Ausgewählter Text —
——
Der bekannte Eskrok und Sophist Emil de Girardin, Redakteur der „Presse,“ ist ganz unglücklich, daß er nicht auf der Liste der mit einer Nationalbelohnung zu Beehrenden steht.
Girardin verschmähte nichts, nicht einmal dreihundert Franken. Er schimpft über den Plan, eine Pension Leuten zu geben, wie den Kindern Pepin's (der von Louis Philipp wegen der Höllenmaschine,
um die er nichts wußte, geköpft ward), dieses armen Gewürzkrämers, der blos das Unglück hatte, minder Eskroktalent als der Mörder Armand Carrel's zu besitzen; der Schwester Alibaud's
(den Louis Philipp wegen Attentat köpfen ließ), auch daß Morey's, des großartigen Stoikers, Verwandte bedacht werden sollen, dieses greisen Jakobiners, der düster und theilnahmlos sich von
Louis Philipp's Henkern köpfen ließ, wurmt den Redakteur der „Presse“ gewaltig. Der ganze Kehricht dieser infamen Nationalassemblée erhob sich gegen das Projekt, und das feige
Ministerium zog es zurück. Das Volk aber, wenn es dereinst zu Gericht sitzt, wird sich erinnern der Worte Girardin's: „Das Projekt war nichts als eine Prämie für alle Insurgenten seit
1815; diese doctores barricadarum, diese Professoren des Pflasters, diese
[0892]
Lehrer der Emeute, dieser ganze Schwarm sollte nachträglich beschenkt werden mit dem mühsam eingetriebenen Gelde der Steuerpflichtigen. Aber die öffentliche Meinung erhob sich drohend gegen diese
Verhöhnung der Moral, und mit Recht rief Herr v. Larochejacquelin (einer der verrücktesten Junker alten Schlages notabene): „das Projekt falle ja schon vor dem allgemeinen Unwillen!“ Die
Demokratie hat sich folgende Freiheitskämpfer auf diesem Verzeichniß zu merken: Erste Klasse jährlich 500 Frs. Pension:
Arbogast, Sackträger, 1839 ein Monat Kerker, hat jedesmal mitgekämpft.
Augias, Modellirer, Juliverwundeter, 1846 verurtheilt wegen Verkaufs der Brustbilder Robespierre's.
Bainse, Buchbinder, nach dem republikanischen Aufstande von 1832 zum Tode
verdammt.
Baune, von 1835 bis 37 auf Pairsurtheil im Kerker, jetzt Volksvertreter.
Blondeau, Gemüsehändler, 1832 nach dem Juniaufstande der Republikaner fünf Jahre Galeeren, (und ein
Emil Girardin nebst Frau laufen frei herum und mokiren sich über ihn!!).
——
Bereitgestelltes Material —
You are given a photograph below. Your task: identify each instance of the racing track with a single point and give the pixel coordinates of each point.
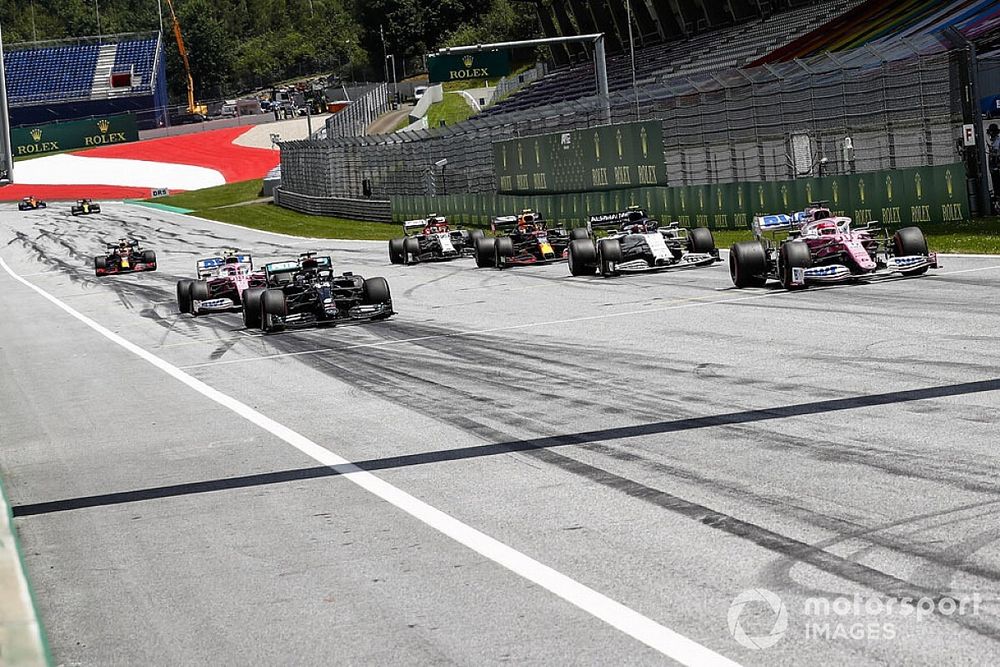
(664, 440)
——
Arbeitsaufträge —
(a) Gib aus dem Text über Girardin die Stelle von „Blondeau, Gemüsehändler, 1832“ bis einschließlich „sich über ihn!!).“ wortgetreu wieder.
(b) Setze den Text über Girardin im Anschluss an seinen letzten Satz fort.
Das Material hat mit dem Text über Girardin nichts zu tun.

Antworten —
(a)
Blondeau, Gemüsehändler, 1832 nach dem Juniaufstande der Republikaner fünf Jahre Galeeren, (und ein
Emil Girardin nebst Frau laufen frei herum und mokiren sich über ihn!!).

(b)
Boucheron, Holzsäger, wegen Attentat auf die Herren Söhne Sr. Maj. Louis Philipp's und Widersetzlichkeit gegen
die Polizeigewalt zehn Jahre Kerker.
Tricotel, Unteroffizier, zehn Jahre Kerker wegen des republikanischen Komplottes in Lüneville.
Trümloup, Professor der Baukunst, erwarb in seinem
Fach den zweiten großen Preis, focht 1830, 1833 im Kerker, focht im April 1834, ward revolutionärer Sektionsvorsteher, hat seit 27 Jahren Tag und Nacht das alte System befehdet.
Rogat,
Kupferstecher, 1834 wegen einer aufrührerischen Medaille verurtheilt. Wittwe des Bürgers
Minton, den Louis Philipp wegen Attentat auf ihn zu den Galeeren schickte, wo er starb.
Pillot,
sechs Monate Kerker wegen Association, ungesetzlichem Tragen des Priesterkleides 1839, 300 Franken Strafe; 1840 dito wegen Attentat auf die Regierung. Samuel
Koch, auf der Insel Martinique 1834
als Insurgent zum Tode verdammt, darnach fünfzehn Jahre Galeeren und fünf Jahre Kerker (und Delphine Gay und Girardin laufen frank und frei herum und höhnen!!). Wittwe des B.
Colombier, wegen
fehlgeschlagenem Königsmord auf den Galeeren, wo er starb.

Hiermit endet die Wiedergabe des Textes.